L’avvento dei paradigmi computazionali

Il termine neuroscienze computazionali è stato introdotto da Eric Schwartz organizzatore dell’omonima conferenza nel 1985 a Carmel in California.

Il profilo di Eric Schwartz è esattamente il profilo di scienziato e nuovo neuroscienziato che si è andato a creare, sviluppare nella seconda metà del Novecento negli Stati Uniti d’America come precedentemente accennato all’interno del progetto del Neuroscience Research Programm che puntava all’unione di expertise provenienti dal mondo dell’ingegneria elettronica, della biofisica e della biochimica con le più tradizionali ricerche nel campo della neurofisiologia e della neuropsichiatria.

Sotto questo punto di vista Eric Schwartz rappresenta l’esponente perfetto di questo tipo di paradigma e di approccio alla ricerca neuro scientifica. Eric Schwartz nasce biofisico e biochimico lavorando nel laboratorio di Edward Roy neurofisiologia, e diventerà più avanti professore di ingegneria elettronica applicata alle neuroscienze computazionali, arrivando ad essere il primo sviluppatore ingegnere e progettista di un veicolo mosso interamente da un’intelligenza artificiale che simula il cervello dei mammiferi.

Le neuroscienze computazionali utilizzano dei modelli matematici ed un’analisi teorica quantitativa per studiare il cervello.

Nelle parole di Eric Schwartz, di Kock, di Sejnowski e Churchland cioè i maggiori esponenti di questa corrente:

L’espressione neuroscienze computazionali riflette la possibilità di generare teorie sulle funzioni cerebrali in termini di proprietà di elaborazione delle informazioni delle strutture che compongono i sistemi nervosi. L’espressione connotata anche il potenziale di progresso teorico nei progetti di cooperazione intrapresi da neurobiologi e informatici.

• DATI FORNITI:
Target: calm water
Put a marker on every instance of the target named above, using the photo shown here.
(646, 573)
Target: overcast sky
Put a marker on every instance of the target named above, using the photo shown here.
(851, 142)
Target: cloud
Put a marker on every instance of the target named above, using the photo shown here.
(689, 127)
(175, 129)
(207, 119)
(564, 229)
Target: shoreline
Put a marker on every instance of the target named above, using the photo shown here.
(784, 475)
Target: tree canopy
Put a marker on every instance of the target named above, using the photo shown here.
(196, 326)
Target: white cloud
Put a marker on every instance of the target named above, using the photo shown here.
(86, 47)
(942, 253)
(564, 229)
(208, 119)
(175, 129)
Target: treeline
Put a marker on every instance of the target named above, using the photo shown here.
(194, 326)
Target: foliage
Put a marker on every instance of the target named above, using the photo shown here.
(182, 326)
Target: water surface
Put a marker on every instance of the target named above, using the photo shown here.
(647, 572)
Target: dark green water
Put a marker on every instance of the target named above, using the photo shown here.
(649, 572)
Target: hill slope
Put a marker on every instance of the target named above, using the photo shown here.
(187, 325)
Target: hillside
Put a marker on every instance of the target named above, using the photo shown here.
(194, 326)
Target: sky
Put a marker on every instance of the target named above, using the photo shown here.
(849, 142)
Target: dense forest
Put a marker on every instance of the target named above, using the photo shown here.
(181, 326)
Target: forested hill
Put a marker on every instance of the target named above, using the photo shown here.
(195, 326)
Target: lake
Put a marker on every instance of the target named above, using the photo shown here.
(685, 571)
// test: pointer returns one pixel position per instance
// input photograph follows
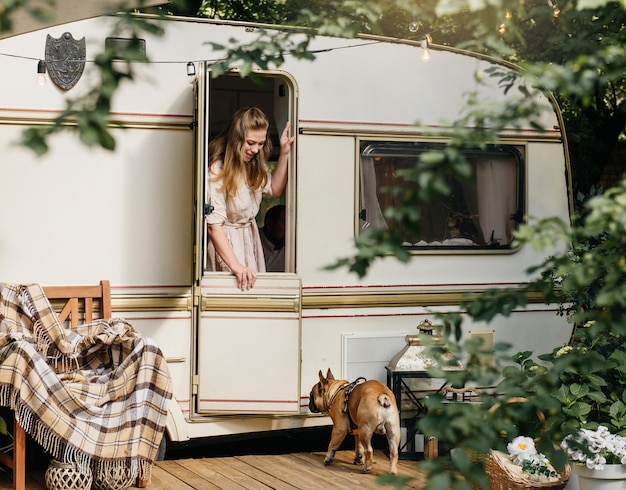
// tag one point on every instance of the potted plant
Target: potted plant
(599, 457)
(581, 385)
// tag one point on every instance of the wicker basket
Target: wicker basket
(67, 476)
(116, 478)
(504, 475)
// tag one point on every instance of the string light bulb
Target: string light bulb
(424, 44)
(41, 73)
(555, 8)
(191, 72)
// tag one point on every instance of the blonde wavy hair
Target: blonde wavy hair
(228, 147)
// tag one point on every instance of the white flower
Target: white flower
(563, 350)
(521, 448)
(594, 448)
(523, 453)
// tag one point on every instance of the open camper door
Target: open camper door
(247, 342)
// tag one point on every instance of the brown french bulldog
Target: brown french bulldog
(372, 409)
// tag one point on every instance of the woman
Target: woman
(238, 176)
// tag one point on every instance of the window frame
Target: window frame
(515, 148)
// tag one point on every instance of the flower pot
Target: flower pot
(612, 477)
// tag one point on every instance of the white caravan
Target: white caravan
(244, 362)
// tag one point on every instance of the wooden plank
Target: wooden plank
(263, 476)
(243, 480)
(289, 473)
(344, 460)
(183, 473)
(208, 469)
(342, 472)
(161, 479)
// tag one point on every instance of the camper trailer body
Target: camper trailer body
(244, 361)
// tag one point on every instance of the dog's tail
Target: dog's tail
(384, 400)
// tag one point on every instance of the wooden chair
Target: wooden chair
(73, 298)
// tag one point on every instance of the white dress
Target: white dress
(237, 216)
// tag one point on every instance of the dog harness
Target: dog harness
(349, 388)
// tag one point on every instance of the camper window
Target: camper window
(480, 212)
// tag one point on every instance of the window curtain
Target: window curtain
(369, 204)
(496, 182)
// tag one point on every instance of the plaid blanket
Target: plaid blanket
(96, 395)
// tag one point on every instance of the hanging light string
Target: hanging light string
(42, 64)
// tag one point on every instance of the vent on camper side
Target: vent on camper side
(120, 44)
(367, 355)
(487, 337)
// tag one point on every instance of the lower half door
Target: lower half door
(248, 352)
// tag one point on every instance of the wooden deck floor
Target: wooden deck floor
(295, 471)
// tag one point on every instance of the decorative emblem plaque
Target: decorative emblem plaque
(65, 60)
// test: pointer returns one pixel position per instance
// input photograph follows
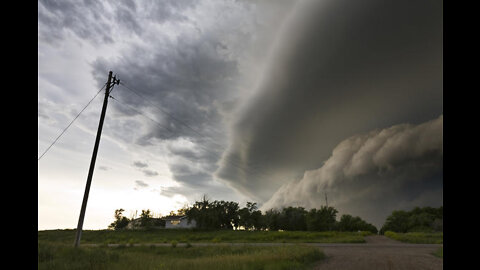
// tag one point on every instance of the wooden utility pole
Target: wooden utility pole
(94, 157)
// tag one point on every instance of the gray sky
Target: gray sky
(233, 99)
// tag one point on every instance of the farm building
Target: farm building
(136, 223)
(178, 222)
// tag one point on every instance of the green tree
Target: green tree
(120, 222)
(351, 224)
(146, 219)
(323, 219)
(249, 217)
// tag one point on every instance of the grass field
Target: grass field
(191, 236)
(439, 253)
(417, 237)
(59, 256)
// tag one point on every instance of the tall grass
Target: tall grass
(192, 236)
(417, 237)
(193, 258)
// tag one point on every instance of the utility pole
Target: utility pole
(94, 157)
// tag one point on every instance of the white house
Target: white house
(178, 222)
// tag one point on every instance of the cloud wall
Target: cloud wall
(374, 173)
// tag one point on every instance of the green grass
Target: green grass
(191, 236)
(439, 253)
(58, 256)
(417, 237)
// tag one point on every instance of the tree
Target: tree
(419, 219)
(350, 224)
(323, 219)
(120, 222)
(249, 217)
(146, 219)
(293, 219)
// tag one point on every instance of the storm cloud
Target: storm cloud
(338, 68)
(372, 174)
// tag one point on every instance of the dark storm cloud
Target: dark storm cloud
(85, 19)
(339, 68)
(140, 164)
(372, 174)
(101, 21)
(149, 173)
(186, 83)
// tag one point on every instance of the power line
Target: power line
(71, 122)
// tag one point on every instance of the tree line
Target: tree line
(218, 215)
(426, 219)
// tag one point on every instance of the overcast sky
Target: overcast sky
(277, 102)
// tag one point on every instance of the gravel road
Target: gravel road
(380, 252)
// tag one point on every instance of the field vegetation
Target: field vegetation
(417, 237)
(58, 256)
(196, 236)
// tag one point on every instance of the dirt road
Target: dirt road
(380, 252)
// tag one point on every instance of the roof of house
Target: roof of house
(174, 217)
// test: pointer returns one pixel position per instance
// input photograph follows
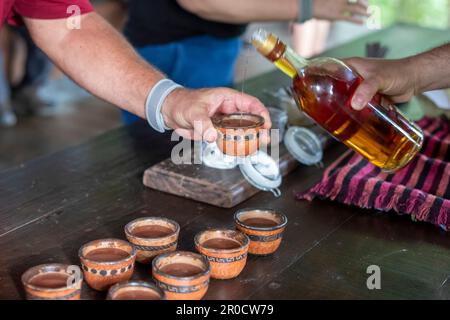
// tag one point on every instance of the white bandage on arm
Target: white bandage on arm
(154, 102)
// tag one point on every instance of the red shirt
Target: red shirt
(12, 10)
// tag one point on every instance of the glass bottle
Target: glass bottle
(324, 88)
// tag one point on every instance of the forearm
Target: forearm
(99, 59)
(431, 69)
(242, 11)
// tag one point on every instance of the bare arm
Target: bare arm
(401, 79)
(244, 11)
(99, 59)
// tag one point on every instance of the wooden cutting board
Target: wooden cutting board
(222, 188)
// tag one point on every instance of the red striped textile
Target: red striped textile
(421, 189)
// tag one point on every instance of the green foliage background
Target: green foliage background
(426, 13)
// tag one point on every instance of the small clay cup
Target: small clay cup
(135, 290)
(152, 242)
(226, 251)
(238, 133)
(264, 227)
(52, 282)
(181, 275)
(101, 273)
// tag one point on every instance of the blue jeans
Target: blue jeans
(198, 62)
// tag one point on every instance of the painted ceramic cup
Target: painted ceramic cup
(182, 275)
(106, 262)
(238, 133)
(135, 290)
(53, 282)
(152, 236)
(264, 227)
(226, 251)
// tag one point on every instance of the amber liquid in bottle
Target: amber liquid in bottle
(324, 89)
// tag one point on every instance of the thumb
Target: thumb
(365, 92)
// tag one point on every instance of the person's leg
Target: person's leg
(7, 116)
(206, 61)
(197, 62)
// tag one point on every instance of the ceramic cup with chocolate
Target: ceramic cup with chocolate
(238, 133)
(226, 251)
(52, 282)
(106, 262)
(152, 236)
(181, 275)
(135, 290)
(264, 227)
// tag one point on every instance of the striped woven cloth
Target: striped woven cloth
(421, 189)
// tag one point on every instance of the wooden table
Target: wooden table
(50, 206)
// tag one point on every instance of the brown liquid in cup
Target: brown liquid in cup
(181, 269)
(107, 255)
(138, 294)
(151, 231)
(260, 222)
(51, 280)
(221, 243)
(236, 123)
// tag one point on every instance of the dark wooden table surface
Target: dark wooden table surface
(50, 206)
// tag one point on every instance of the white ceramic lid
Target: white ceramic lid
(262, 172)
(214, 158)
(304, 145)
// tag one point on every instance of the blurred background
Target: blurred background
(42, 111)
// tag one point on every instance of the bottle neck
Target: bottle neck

---

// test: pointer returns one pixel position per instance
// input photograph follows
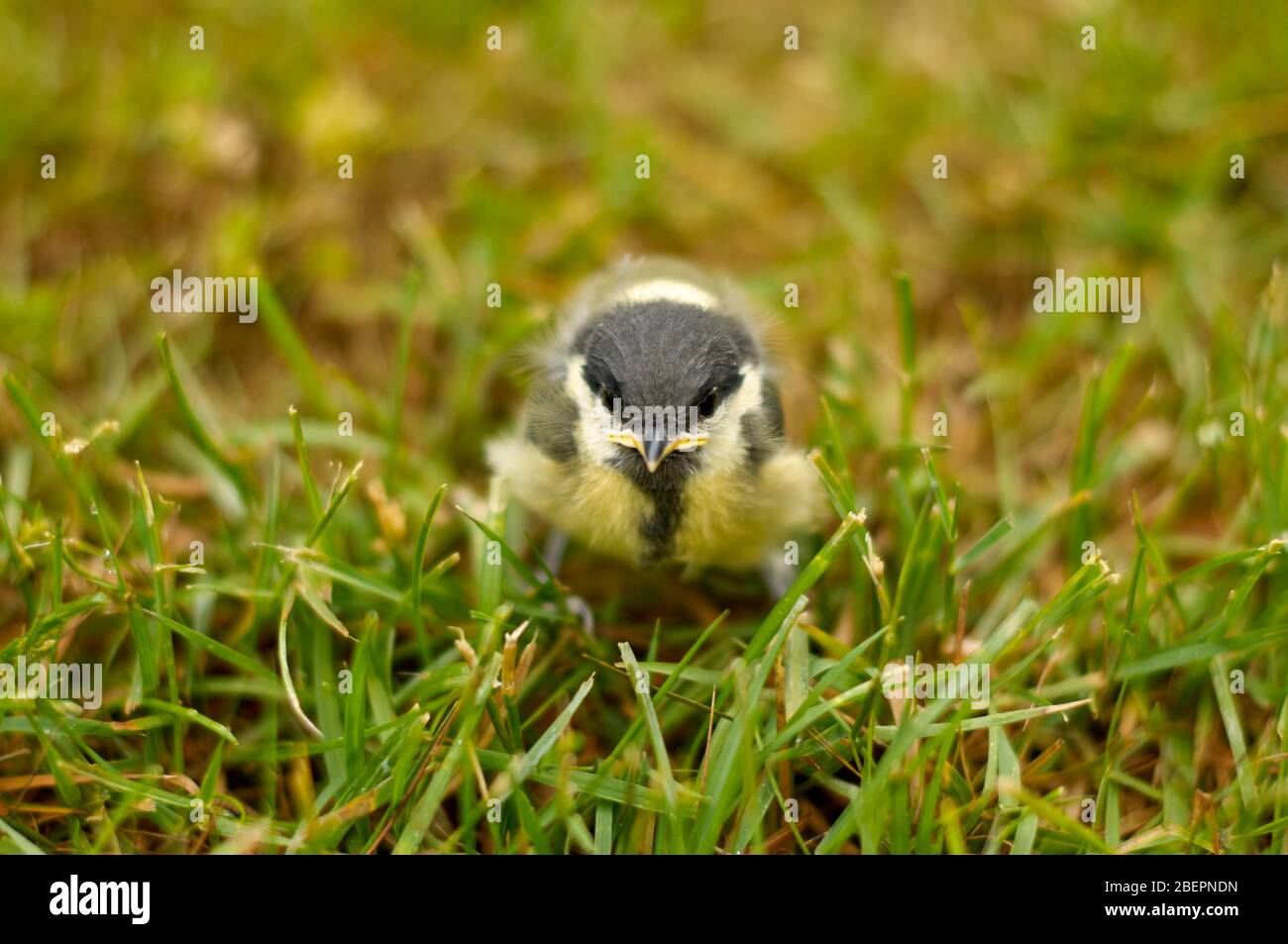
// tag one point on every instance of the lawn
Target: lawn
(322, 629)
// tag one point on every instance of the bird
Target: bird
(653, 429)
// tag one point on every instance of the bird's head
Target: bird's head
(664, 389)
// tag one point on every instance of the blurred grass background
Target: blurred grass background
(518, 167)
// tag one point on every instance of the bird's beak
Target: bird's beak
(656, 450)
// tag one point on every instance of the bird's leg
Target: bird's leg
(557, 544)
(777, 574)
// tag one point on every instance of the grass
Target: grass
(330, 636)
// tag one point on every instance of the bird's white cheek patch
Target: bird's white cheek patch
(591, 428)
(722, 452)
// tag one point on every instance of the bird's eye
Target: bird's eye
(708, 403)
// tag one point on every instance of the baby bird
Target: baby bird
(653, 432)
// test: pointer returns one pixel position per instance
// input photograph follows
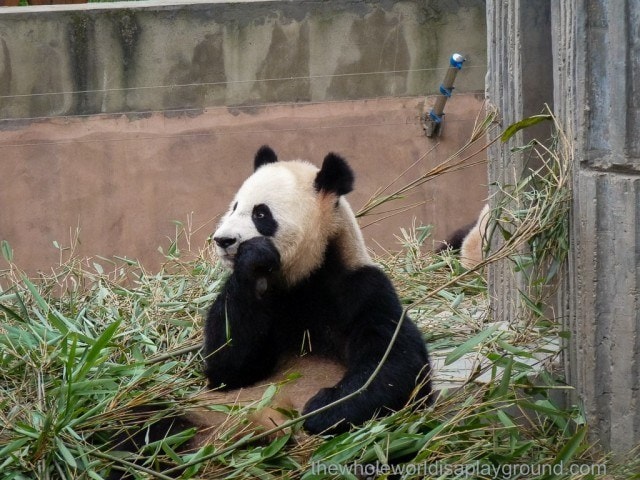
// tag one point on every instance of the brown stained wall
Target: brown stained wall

...

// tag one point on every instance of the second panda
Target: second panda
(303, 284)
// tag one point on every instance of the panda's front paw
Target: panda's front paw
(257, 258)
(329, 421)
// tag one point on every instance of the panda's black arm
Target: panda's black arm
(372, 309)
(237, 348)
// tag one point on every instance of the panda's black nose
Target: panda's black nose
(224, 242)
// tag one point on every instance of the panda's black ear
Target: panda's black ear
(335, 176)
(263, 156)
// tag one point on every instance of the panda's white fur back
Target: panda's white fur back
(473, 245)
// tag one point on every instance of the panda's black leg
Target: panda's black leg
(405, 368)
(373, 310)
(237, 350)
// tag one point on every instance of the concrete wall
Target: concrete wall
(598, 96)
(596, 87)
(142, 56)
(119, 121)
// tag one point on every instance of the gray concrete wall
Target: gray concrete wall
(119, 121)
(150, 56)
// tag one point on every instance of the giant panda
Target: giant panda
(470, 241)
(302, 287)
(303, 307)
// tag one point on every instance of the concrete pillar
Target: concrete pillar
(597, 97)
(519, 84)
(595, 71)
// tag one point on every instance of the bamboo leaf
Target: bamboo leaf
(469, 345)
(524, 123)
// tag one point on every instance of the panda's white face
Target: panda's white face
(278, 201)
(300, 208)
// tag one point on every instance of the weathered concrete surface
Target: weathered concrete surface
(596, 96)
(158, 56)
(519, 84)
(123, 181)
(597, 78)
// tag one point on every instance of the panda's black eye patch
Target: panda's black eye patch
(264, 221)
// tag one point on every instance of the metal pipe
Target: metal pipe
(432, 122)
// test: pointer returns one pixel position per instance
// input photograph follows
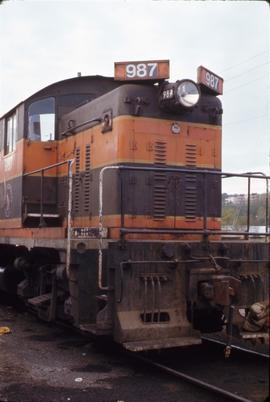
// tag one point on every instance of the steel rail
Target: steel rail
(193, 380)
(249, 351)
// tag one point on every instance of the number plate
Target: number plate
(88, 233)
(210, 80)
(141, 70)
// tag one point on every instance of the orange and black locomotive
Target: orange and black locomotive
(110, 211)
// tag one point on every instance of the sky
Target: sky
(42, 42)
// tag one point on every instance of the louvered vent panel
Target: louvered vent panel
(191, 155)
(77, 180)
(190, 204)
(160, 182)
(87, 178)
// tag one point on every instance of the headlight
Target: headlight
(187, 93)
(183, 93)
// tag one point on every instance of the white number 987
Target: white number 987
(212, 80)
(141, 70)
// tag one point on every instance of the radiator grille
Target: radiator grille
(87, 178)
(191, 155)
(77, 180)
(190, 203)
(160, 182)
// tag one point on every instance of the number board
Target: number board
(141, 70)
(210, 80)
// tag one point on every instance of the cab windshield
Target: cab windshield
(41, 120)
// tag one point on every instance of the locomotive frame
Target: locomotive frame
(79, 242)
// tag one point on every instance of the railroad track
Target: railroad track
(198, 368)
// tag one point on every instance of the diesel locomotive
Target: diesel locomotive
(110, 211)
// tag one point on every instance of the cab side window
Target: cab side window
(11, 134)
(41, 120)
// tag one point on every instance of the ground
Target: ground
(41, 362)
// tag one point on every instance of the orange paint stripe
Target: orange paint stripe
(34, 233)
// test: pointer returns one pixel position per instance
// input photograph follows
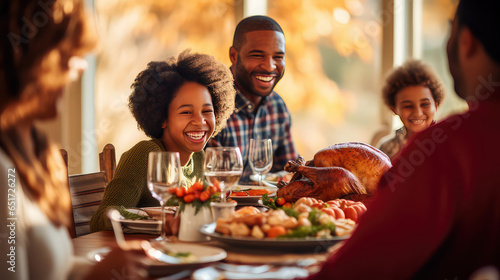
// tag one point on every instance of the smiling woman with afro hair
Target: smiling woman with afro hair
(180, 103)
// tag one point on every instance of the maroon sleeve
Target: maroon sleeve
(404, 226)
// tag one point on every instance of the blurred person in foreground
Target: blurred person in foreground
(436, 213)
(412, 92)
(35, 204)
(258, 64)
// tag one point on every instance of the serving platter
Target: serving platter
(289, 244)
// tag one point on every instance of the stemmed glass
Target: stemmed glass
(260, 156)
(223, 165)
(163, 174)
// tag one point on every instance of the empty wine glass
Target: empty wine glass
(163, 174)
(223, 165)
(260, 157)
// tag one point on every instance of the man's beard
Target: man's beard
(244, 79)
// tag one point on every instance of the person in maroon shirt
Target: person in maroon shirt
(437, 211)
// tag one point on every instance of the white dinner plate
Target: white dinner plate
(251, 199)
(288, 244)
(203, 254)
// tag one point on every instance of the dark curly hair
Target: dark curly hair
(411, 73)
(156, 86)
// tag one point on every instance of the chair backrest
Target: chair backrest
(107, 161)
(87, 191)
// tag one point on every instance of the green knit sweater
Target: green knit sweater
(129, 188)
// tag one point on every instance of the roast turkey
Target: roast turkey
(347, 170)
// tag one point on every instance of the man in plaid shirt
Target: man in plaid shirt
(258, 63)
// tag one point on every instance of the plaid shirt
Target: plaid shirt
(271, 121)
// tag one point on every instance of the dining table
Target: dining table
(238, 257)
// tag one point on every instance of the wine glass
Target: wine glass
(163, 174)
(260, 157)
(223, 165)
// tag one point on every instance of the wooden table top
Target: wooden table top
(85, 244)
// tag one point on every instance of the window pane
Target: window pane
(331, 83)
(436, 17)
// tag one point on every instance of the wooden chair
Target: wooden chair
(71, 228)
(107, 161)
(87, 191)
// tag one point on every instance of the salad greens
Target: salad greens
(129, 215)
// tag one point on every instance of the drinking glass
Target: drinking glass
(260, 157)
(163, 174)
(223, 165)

• CONSEGNE:
**A.** Elenca tutti i campi di ricerca che, secondo il brano sulle neuroscienze computazionali, il progetto del Neuroscience Research Programm puntava a unire.
**B.** Cita dal brano sulle neuroscienze computazionali il passo compreso tra "Nelle parole di" e "neurobiologi e informatici.", estremi inclusi.
**C.** Prosegui il brano sulle neuroscienze computazionali a partire dalla sua ultima frase.
Le voci non sono necessarie per svolgere gli esercizi.

• SOLUZIONI:
**A.** ingegneria elettronica, biofisica, biochimica, neurofisiologia, neuropsichiatria

**B.**
Nelle parole di Eric Schwartz, di Kock, di Sejnowski e Churchland cioè i maggiori esponenti di questa corrente:

L’espressione neuroscienze computazionali riflette la possibilità di generare teorie sulle funzioni cerebrali in termini di proprietà di elaborazione delle informazioni delle strutture che compongono i sistemi nervosi. L’espressione connotata anche il potenziale di progresso teorico nei progetti di cooperazione intrapresi da neurobiologi e informatici.

**C.**
I presupposti epistemologici al cuore delle neuroscienze computazionali si rivolgono essenzialmente alla centralità del concetto operativo di “modello”.

Questi modelli del cervello immaginati e implementati sotto forma di modelli matematici, sono eventualmente poi applicabili a dei prodotti tecnologici, hanno una fortissima ispirazione biologica, facendo riferimento diretto, in maniera analogica alle strutture morfologiche e funzionali del sistema nervoso, in particolare del sistema nervoso centrale nei mammiferi. 

Per molti sensi, le neuroscienze computazionali superano definitivamente quel paradigma della scienza cognitiva classica che viene ricordata con il nome di Good Old-Fashioned Artificial Intelligence (GOFAI): era quell’intelligenza artificiale che andava a simulare le funzioni cognitive dell’essere umano e degli altri animali cercando di emulare esattamente i risultati e i processi dietro il conseguimento dei risultati, che potevano essere in qualche modo interpretati dall’analisi psicologica classica in termini di vere e proprie funzioni mentali.

Rivolgendo la propria attenzione allo sviluppo di modelli biologicamente ispirati, le neuroscienze computazionali cercavano di superare i limiti intrinseci della vecchia intelligenza artificiale cercando di raggiungere un migliore grado di simulazione e quindi un miglior grado di efficienza di queste intelligenze artificiali puntando a rispecchiare le strutture biologiche soggiacenti ai processi cognitivi.

Inoltre, un altro presupposto epistemologico forte delle neuroscienze computazionali sorte a partire dalla metà degli anni 80 era quella legata all’integrazione di prospettive bottom-up e top-down. 

Ricordiamo che prospettiva bottom-up indica che la prospettiva di ricerca mira alle funzioni cognitive, ma parte dalle funzioni neurofisiologiche soggiacenti alla cognizione che a partire dagli elementi più bassi, gli elementi più atomici che costituiscono i pezzi di base dei processi cognitivi vanno a costituire un panorama generale e globale di una specifica funzione, di una specifica macroarea di facoltà cognitiva.

Dall’altra parte l’approccio top-down parte da una considerazione di ordine generale spesso anche dall’esperienza fenomenica del soggetto per andare poi a discernere quali sono le costituenti che rendono possibile un determinato tipo di cognizione.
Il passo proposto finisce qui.